- _Given information_

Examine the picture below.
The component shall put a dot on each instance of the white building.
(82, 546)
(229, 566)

==

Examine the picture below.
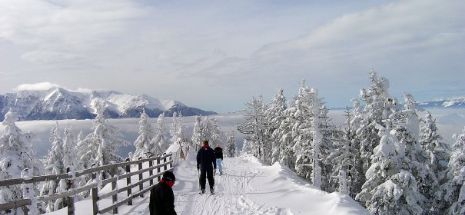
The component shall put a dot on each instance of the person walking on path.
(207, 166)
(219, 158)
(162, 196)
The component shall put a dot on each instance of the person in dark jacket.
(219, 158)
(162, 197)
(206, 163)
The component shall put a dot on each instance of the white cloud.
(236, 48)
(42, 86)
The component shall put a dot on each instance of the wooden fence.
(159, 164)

- _Your objective_
State how many lines above contain the string "white", treating case as significant. Reply with the number only.

- _Result of this exercise_
2